Scrpay
/
jingdong.py

'''
京东商场数据获取
'''
import time
from selenium import webdriver
from selenium.webdriver.common.by import By
from selenium.webdriver.common.keys import Keys
from selenium.webdriver.support import expected_conditions as EC
from selenium.webdriver.support.wait import WebDriverWait
from urllib.parse import urlencode
from bs4 import BeautifulSoup
from pymongo import MongoClient


# https://search.jd.com/Search?keyword=ipad

def index_page(page,keywords):
    suburl = 'https://search.jd.com/Search?'
    params = {'keyword': keywords,}
    url = suburl + urlencode(params)
    browers = webdriver.Chrome()
    wait = WebDriverWait(browers, 60)

◆ ◆ ◆

◆ **任务要求 1**
请把正文中从“# https://search.jd.com/Search?keyword=ipad”到“browers = webdriver.Chrome()”之间的文字原样重复一遍，首尾两处都包括在内。
◆ **任务要求 2**
请原样重现下方条目中从含有“Confirm that each instance of the jacket”的那一行到含有“[[303, 178]]”的那一行之间的各行，两端的行均包括在内。
正文与条目彼此独立，互不相关。

◆ ◆ ◆

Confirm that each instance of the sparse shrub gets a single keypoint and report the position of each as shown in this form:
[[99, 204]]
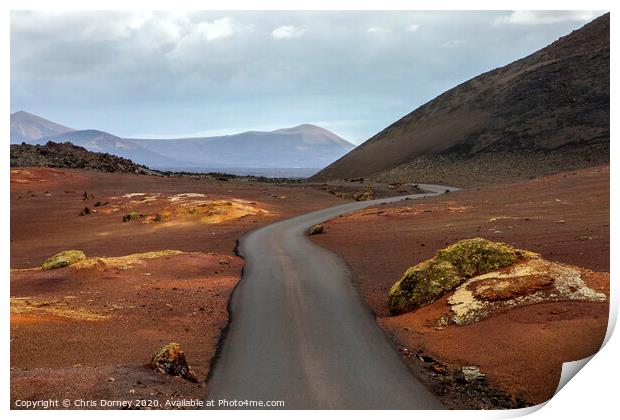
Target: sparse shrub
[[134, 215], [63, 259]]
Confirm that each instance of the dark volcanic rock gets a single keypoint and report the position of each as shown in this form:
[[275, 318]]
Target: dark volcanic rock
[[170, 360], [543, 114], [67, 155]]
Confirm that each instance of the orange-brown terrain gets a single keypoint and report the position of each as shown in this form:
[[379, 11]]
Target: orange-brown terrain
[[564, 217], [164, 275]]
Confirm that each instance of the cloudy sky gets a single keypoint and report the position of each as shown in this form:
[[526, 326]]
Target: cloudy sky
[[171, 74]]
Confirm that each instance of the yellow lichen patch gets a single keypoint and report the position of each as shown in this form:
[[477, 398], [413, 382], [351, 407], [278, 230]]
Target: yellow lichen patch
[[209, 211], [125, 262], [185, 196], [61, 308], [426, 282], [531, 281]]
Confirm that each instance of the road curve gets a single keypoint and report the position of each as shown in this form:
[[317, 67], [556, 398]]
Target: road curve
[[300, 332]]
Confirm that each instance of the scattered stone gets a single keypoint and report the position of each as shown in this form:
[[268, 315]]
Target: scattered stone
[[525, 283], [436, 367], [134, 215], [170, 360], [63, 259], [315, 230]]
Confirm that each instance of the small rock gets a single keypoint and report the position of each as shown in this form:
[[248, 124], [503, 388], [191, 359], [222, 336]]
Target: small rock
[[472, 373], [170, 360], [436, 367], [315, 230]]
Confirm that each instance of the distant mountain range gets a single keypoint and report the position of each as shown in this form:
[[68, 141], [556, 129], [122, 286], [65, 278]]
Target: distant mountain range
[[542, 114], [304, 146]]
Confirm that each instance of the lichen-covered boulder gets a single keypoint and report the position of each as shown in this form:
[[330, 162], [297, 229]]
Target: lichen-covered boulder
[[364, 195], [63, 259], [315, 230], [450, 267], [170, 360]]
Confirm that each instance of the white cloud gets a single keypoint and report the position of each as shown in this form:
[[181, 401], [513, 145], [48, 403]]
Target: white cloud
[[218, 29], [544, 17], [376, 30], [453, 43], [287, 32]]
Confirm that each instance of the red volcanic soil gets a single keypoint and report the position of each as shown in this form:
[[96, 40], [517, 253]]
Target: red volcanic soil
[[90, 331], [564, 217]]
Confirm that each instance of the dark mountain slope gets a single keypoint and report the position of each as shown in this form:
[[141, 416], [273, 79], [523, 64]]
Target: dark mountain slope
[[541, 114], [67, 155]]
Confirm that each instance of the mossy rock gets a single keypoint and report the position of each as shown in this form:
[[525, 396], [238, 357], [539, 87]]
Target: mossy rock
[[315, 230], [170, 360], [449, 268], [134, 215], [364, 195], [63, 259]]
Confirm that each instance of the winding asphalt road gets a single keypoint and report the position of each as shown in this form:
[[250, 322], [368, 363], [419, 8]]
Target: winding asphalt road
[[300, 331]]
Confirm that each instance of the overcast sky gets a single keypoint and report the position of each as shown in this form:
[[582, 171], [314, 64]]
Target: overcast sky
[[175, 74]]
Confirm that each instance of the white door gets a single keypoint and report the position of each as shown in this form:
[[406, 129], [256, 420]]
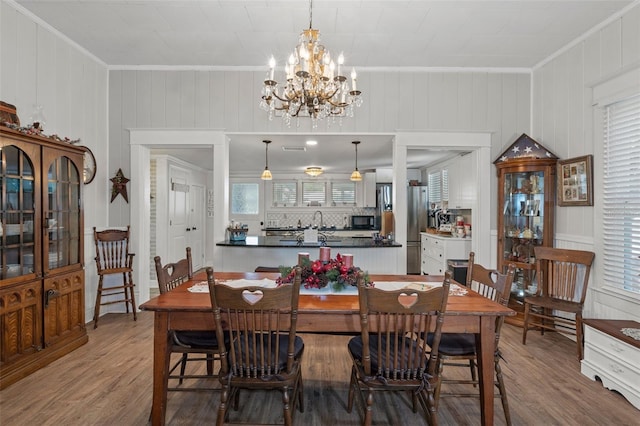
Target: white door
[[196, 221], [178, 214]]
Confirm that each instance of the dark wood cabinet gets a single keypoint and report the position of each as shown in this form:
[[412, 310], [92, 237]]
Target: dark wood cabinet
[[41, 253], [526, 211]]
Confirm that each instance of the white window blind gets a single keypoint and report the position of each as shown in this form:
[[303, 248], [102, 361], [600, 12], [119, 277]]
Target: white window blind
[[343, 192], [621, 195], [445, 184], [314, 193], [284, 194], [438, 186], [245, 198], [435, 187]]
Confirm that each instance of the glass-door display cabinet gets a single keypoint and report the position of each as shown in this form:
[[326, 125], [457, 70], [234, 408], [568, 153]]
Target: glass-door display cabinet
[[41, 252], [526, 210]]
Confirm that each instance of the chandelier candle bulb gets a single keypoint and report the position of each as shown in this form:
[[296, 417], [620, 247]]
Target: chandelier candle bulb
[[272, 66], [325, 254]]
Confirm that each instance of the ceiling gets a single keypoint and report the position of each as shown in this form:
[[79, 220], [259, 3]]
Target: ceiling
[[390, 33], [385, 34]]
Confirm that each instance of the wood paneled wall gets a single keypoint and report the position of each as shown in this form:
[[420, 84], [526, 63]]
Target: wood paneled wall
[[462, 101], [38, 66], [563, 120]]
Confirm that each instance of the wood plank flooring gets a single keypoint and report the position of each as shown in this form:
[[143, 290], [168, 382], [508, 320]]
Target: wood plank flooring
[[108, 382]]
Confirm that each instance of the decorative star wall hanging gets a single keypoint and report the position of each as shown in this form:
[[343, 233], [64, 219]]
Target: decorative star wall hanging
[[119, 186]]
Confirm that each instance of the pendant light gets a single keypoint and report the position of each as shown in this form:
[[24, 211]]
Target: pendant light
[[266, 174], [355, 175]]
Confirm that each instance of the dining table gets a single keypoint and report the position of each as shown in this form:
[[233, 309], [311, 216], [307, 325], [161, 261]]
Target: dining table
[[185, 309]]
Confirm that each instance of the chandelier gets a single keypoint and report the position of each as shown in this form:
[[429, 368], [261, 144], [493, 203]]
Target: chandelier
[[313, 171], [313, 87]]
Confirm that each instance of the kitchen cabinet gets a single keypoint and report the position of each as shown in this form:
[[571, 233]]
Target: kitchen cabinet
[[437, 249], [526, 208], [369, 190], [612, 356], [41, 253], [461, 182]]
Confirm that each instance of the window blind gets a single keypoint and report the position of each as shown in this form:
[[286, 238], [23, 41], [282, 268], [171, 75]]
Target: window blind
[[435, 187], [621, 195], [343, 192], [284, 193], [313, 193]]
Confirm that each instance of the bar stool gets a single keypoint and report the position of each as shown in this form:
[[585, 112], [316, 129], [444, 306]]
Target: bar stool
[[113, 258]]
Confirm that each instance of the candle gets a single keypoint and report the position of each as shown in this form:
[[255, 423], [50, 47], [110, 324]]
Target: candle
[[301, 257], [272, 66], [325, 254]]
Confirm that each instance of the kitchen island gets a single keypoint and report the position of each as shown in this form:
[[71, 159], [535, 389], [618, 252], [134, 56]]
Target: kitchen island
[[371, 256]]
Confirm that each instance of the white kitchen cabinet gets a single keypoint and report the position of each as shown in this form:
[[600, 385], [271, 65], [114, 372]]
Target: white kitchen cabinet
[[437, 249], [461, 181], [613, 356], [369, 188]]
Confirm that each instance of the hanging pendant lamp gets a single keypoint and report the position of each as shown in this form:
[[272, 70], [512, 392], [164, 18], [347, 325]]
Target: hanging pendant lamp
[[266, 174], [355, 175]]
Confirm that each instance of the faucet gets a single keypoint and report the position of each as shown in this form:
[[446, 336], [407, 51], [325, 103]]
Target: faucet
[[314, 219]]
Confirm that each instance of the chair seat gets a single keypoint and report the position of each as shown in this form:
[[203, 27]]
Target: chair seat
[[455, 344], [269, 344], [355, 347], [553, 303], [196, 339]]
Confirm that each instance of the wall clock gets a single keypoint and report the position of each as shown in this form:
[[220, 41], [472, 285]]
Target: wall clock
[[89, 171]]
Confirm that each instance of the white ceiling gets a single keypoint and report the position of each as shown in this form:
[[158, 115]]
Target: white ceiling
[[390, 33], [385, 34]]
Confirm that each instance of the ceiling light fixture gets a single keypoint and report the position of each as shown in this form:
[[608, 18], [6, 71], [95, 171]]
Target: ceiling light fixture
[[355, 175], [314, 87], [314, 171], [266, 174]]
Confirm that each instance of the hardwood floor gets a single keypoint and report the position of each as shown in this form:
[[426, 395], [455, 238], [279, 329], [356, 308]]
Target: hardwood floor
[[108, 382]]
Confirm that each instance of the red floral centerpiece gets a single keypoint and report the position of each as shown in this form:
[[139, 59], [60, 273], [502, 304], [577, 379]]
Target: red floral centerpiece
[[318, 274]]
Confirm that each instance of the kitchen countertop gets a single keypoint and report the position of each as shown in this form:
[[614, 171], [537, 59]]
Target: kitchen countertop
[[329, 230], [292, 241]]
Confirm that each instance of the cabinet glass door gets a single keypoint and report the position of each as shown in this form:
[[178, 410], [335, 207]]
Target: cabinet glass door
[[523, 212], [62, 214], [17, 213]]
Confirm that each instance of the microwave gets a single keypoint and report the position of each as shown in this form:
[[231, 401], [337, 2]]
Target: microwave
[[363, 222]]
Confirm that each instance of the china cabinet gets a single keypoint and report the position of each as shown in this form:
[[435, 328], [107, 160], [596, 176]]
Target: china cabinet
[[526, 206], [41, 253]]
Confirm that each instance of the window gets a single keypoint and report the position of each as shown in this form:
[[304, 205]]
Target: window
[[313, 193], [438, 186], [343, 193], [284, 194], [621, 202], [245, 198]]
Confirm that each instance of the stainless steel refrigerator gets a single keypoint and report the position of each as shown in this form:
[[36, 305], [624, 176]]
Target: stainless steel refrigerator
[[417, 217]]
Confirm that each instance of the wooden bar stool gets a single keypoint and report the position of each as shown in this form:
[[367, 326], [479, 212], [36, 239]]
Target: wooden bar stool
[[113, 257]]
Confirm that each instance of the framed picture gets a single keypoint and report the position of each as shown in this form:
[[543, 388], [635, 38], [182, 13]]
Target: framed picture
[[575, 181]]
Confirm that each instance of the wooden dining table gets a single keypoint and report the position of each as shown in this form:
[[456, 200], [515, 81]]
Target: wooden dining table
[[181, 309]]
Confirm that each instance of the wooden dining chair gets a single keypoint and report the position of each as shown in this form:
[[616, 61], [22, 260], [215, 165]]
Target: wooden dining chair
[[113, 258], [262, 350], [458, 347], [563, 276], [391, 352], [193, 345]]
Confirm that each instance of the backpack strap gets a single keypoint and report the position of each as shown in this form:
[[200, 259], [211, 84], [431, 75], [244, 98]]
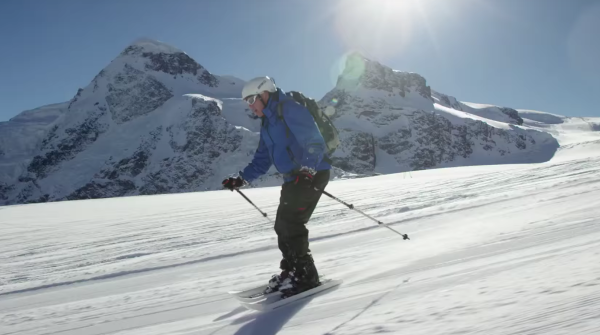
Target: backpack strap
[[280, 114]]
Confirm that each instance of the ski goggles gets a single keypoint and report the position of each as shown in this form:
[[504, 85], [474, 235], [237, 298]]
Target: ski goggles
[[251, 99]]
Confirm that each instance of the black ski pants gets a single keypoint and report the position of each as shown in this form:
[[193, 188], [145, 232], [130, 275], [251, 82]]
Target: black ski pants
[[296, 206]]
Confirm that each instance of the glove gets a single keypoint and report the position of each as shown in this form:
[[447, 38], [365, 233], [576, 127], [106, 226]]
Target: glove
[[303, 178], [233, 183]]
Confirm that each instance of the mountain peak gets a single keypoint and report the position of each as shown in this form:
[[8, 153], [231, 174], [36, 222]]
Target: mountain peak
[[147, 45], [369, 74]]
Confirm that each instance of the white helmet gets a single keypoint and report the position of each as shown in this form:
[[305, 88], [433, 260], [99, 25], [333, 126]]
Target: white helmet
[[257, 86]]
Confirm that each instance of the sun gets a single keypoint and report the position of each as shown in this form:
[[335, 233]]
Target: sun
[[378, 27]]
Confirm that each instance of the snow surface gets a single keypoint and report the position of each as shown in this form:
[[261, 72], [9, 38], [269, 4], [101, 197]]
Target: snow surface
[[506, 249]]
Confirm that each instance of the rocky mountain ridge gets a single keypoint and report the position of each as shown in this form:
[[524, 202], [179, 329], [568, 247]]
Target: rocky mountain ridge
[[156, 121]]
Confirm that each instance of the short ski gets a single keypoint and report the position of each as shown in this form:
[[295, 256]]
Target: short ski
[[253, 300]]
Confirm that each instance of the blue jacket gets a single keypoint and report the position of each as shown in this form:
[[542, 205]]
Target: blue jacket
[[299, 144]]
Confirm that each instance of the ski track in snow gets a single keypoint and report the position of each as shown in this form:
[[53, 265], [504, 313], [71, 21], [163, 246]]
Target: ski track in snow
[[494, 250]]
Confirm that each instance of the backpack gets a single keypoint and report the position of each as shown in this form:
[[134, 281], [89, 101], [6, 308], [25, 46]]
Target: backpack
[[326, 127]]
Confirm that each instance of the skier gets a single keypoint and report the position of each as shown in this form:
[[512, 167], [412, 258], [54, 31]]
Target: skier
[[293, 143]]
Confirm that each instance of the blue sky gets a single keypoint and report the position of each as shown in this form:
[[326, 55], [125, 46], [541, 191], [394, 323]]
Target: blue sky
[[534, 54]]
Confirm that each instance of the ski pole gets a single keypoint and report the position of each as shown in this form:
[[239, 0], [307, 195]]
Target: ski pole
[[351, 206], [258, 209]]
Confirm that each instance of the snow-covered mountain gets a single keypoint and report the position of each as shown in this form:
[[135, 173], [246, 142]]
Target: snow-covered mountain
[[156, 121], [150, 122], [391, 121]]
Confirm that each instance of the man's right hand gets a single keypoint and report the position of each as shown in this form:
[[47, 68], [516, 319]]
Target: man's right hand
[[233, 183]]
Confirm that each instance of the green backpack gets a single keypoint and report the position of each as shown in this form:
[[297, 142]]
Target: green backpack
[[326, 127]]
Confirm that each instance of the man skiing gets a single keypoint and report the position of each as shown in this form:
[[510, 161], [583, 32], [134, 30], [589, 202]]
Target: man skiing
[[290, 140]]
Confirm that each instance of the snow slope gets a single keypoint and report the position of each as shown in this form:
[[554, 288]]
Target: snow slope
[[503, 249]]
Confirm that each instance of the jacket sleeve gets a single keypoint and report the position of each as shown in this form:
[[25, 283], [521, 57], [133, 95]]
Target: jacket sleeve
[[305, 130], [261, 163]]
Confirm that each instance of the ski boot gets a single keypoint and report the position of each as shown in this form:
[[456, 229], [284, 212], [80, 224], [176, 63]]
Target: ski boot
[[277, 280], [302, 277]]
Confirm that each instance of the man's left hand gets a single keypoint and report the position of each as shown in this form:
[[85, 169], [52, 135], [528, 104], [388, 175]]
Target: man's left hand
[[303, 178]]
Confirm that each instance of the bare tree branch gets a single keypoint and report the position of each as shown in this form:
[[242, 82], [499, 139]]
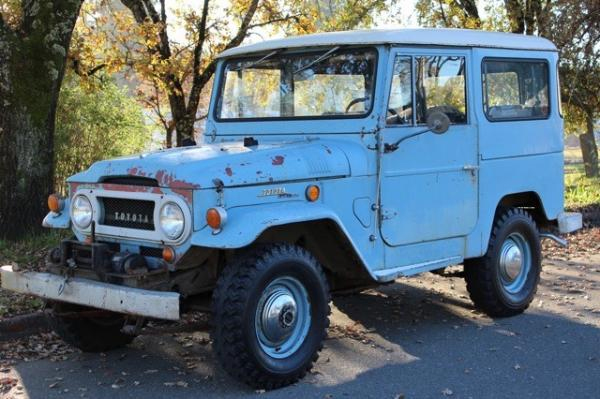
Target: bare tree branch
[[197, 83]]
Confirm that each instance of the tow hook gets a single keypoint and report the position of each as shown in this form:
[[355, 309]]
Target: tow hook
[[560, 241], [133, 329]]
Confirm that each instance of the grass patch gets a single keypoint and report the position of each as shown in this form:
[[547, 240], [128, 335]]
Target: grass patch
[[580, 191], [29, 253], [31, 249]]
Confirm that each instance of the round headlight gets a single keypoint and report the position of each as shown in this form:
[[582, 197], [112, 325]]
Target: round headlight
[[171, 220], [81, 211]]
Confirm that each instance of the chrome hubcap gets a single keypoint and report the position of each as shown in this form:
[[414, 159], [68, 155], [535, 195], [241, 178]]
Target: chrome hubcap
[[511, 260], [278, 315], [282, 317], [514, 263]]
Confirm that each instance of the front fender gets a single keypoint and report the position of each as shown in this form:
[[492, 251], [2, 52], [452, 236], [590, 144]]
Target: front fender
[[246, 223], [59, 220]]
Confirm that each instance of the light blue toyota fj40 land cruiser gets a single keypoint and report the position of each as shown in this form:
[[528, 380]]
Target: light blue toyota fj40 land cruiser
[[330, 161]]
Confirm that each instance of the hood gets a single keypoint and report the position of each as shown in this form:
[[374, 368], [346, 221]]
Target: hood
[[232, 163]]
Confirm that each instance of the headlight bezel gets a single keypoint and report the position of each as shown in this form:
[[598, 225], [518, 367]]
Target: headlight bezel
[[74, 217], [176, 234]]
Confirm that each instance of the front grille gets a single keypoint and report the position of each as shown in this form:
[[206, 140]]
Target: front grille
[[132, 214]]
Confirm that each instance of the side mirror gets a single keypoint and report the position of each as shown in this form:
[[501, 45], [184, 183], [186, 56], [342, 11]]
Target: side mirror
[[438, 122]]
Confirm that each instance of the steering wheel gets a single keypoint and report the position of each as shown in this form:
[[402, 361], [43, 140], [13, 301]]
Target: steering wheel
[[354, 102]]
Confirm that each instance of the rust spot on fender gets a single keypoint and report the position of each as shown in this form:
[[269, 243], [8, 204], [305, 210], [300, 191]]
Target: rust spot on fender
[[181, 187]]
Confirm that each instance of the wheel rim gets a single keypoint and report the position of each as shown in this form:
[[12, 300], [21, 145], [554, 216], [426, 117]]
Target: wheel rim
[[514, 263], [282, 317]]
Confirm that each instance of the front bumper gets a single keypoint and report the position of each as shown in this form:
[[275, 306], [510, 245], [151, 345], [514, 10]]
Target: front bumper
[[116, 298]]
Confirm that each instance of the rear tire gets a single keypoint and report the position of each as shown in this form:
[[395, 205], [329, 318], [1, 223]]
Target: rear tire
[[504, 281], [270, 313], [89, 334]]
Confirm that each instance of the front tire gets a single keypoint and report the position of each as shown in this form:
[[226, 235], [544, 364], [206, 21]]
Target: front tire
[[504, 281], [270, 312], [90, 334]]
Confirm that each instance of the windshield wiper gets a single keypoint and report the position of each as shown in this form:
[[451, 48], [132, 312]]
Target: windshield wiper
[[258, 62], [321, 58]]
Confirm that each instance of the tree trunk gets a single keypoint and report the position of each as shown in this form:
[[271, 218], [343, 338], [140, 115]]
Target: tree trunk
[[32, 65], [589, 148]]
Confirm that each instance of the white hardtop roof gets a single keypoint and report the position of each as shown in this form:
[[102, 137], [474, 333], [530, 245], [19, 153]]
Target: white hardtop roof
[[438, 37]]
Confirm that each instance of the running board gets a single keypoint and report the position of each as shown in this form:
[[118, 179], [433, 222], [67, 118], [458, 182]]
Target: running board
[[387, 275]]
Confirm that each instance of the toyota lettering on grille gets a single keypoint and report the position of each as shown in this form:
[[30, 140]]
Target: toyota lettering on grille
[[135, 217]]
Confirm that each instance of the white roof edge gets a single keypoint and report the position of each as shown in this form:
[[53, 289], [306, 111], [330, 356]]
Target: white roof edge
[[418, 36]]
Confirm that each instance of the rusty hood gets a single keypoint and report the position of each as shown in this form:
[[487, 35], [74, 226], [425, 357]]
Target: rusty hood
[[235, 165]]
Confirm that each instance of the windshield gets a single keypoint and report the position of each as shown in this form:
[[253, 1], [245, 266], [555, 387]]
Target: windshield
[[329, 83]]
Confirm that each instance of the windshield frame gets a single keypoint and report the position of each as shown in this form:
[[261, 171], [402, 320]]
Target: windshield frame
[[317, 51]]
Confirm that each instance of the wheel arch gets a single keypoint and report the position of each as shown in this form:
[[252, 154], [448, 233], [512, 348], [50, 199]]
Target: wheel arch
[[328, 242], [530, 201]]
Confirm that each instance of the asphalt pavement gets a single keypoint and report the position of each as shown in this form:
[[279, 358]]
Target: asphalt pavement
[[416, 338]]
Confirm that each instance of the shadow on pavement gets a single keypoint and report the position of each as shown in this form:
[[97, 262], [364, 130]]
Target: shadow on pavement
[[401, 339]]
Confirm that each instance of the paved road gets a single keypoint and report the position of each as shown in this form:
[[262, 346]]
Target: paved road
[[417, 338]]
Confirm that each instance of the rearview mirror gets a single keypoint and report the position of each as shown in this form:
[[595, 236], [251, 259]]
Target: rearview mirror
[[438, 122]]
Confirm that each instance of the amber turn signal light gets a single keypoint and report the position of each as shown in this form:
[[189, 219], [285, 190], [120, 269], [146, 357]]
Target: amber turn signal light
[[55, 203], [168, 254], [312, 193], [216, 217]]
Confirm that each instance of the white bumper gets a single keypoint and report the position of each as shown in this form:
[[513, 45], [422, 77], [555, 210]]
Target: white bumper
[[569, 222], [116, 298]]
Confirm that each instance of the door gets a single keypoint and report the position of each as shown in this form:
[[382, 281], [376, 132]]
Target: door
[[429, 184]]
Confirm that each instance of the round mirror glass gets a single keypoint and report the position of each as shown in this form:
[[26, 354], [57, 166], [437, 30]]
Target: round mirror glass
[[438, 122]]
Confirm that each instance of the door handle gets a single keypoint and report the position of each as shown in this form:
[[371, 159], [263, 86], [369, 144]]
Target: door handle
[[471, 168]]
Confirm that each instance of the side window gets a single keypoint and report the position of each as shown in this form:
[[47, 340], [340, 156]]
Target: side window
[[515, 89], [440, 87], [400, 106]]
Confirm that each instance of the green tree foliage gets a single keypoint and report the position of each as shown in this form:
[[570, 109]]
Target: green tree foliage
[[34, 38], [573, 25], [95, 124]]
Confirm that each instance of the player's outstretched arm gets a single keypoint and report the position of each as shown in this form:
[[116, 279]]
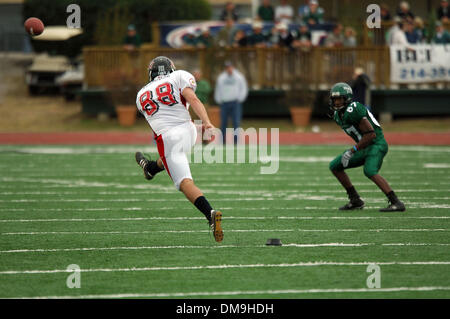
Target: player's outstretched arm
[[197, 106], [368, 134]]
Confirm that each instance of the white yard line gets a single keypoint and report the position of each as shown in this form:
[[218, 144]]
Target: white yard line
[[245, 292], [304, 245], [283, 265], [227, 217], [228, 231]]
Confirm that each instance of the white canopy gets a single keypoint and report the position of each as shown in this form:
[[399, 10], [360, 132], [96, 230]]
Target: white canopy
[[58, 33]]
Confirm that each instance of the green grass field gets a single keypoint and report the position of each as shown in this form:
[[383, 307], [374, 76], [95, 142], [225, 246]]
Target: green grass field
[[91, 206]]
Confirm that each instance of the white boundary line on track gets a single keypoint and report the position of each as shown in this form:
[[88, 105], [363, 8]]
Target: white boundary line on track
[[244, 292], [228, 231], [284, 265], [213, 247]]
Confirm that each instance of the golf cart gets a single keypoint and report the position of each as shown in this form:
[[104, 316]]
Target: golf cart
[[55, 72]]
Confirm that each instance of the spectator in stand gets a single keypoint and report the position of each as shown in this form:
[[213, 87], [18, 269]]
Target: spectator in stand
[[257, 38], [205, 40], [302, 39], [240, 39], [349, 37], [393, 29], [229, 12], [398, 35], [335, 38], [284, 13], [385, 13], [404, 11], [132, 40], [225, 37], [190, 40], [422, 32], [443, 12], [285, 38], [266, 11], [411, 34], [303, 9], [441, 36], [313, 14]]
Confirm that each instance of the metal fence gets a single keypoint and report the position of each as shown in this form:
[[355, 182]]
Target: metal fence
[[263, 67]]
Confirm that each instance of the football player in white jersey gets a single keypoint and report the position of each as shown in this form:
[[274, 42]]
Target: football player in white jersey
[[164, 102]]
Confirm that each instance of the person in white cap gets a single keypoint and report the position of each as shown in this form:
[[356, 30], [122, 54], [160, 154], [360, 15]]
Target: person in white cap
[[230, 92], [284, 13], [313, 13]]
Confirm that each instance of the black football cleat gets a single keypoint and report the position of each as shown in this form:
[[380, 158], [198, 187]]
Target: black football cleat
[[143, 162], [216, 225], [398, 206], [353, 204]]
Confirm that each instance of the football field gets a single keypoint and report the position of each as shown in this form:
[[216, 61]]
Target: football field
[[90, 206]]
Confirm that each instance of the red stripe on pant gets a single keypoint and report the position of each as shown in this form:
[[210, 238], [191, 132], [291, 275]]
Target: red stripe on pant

◆ ◆ ◆

◆ **完整答案 1**
# https://search.jd.com/Search?keyword=ipad

def index_page(page,keywords):
    suburl = 'https://search.jd.com/Search?'
    params = {'keyword': keywords,}
    url = suburl + urlencode(params)
    browers = webdriver.Chrome()

◆ **完整答案 2**
Confirm that each instance of the jacket sleeve gets a single keypoint and report the position of each as shown in this form:
[[25, 283], [521, 57], [133, 95]]
Target: jacket sleeve
[[305, 130], [261, 163]]
Confirm that each instance of the ski boot gets a single keypoint and report the position of each as shown in this form:
[[456, 229], [284, 212], [80, 224], [176, 63]]
Target: ski boot
[[277, 280], [302, 277]]
Confirm that each instance of the man's left hand gets a single keypoint and report the position of each as shown in this form:
[[85, 169], [52, 135], [528, 104], [388, 175]]
Target: man's left hand
[[303, 178]]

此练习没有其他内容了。